===== Selected extract
PAL Airlines and Air Borealis

PAL Airlines and Air Borealis Pilots
A PAL Airlines and Air Borealis billboard located near St. John’s International Airport.

After more than two years of bargaining, PAL Airlines pilots and management are taking negotiations down to the wire. Management has mounted a steady campaign of unfair labour practices ranging from bad-faith bargaining to enlisting elected government officials to manipulate passengers and the definition of essential services. Simply put, PAL management is challenging the very foundation of Canada’s Labour Code with the assistance of the minister of Labour.

“Our members are looking for a contract that includes provisions for fair compensation, job security, and scheduling and rest rules that match those of their industry colleagues across Canada,” said F/O Tim Perry, ALPA Canada president. “PAL Airlines management continues to assert that because the airline is based in Newfoundland and Labrador, the pilots should be paid less than the rate of pay for pilots nationally.”

On Oct. 1, 2021, ALPA filed for federal conciliation, launching a three-month countdown for PAL Airlines pilots to take labour action. When the 60-day conciliation period concluded in December, both parties remained in dispute. The pilot group conducted a strike authorization ballot, and 100 percent of the pilots participating voted to support a strike, if that action became necessary.

Federal mediators were assigned to the dispute but were unsuccessful in helping the parties reach an agreement. In December, before the federally mandated 21-day cooling-off period was about to conclude, the company made the unprecedented move of asking the government to declare that the carrier’s flights were essential services. The St. John’s, Nfld., and Labr.-based federal minister of Labour sided with management and referred the question to the Canada Industrial Relations Board (CIRB). The move upended the pilots’ right to strike and management’s ability to lock out the employees and completely disrupted negotiations.
==========
===== Record extracts
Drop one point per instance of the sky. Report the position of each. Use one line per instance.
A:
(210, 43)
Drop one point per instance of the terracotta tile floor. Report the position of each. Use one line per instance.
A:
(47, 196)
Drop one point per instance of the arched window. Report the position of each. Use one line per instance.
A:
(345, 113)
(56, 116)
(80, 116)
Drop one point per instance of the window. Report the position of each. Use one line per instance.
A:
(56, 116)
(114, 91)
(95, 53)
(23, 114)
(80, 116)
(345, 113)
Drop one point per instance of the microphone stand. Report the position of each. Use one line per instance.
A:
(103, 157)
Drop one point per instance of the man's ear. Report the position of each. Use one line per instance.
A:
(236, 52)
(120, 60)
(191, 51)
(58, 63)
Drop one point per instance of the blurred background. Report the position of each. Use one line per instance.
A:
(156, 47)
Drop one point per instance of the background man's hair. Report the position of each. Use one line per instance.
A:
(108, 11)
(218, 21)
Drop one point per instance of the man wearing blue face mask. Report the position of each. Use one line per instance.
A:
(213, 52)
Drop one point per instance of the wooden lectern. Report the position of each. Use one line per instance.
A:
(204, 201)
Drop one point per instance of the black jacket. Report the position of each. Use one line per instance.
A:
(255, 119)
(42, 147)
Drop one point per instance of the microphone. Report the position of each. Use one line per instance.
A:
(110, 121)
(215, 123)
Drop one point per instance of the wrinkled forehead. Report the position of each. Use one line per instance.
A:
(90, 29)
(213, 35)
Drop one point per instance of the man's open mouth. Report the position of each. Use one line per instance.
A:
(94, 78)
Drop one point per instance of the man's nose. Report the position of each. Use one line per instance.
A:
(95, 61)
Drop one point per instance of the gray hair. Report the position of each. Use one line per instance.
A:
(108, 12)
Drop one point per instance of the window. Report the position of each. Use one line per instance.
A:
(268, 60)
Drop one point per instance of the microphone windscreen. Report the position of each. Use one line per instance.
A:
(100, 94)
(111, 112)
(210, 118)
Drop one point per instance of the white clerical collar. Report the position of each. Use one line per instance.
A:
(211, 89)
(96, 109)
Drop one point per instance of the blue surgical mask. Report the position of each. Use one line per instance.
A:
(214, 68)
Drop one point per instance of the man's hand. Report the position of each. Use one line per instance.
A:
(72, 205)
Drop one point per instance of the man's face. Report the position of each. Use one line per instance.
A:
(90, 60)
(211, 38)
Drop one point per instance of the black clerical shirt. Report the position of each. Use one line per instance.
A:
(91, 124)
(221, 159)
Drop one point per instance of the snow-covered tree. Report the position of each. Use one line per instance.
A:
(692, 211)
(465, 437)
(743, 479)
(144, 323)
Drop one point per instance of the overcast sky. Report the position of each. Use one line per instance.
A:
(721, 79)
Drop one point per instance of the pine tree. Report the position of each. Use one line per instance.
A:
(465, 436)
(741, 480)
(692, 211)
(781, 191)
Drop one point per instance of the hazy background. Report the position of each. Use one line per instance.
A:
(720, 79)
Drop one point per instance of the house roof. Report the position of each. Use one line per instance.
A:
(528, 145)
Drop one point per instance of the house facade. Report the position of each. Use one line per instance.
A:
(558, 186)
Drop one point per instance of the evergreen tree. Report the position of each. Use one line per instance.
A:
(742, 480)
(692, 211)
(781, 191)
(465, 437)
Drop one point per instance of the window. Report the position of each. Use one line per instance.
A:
==========
## Exercises:
1. Answer these from the article on the PAL Airlines pilots' dispute:
(a) On what date did ALPA file for federal conciliation?
(b) What percentage of the participating pilots voted to support a strike?
(c) To which body did the federal minister of Labour refer the essential-services question?
2. Continue the article on the PAL Airlines pilots' contract dispute, starting after its last sentence.

## Activity answers:
1.
(a) Oct. 1, 2021
(b) 100 percent
(c) The Canada Industrial Relations Board (CIRB)

2.
“This is especially heavy-handed given that the pilots have already provided management with a list of essential flights they were willing to continue operating in the event of a strike,” Perry observed. “The pilots even refused to accept compensation for such flying and instead wanted management to donate their earnings to charity.”

The exemption request is under consideration by the CIRB and could take more than a year to resolve. In the meantime, the pilots remain open to fair bargaining and look forward to achieving a collective agreement that reflects the nature of their flying. The pilots are seeking improvements in safety, scheduling, compensation, working conditions, benefits, and job security.

Leading up to filing for conciliation in October, COVID-19 stalled negotiations and the pilot group reset expectations, with the goal to attain its first ALPA contract by the summer of 2021. Negotiations continued virtually, and bargaining slowed due to the items being negotiated—mainly the operational sections (e.g., training, scheduling, filling vacancies)—and management’s unwillingness to bargain more than two days per month.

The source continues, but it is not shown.